Written problem:
List every line in the records below that contains the word "tile", copying each such line in full.

:: Dataset rows

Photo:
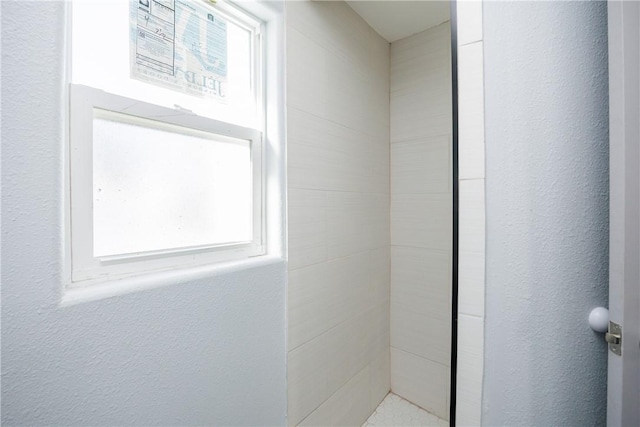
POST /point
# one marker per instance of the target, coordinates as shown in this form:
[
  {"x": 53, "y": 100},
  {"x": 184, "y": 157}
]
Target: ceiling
[{"x": 395, "y": 20}]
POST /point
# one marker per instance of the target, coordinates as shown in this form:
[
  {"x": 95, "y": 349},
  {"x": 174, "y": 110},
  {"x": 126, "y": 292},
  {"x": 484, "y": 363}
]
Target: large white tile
[
  {"x": 307, "y": 221},
  {"x": 323, "y": 295},
  {"x": 334, "y": 25},
  {"x": 472, "y": 216},
  {"x": 380, "y": 275},
  {"x": 421, "y": 112},
  {"x": 380, "y": 376},
  {"x": 307, "y": 372},
  {"x": 307, "y": 80},
  {"x": 471, "y": 111},
  {"x": 307, "y": 297},
  {"x": 347, "y": 344},
  {"x": 470, "y": 370},
  {"x": 347, "y": 99},
  {"x": 425, "y": 333},
  {"x": 471, "y": 283},
  {"x": 423, "y": 221},
  {"x": 357, "y": 222},
  {"x": 325, "y": 155},
  {"x": 421, "y": 86},
  {"x": 349, "y": 406},
  {"x": 420, "y": 381},
  {"x": 469, "y": 17},
  {"x": 422, "y": 166},
  {"x": 421, "y": 58},
  {"x": 421, "y": 280}
]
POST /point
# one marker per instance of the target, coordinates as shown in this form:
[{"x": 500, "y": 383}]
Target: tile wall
[
  {"x": 472, "y": 214},
  {"x": 421, "y": 218},
  {"x": 338, "y": 218}
]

::::

Task output:
Target: large white tile
Target: tile wall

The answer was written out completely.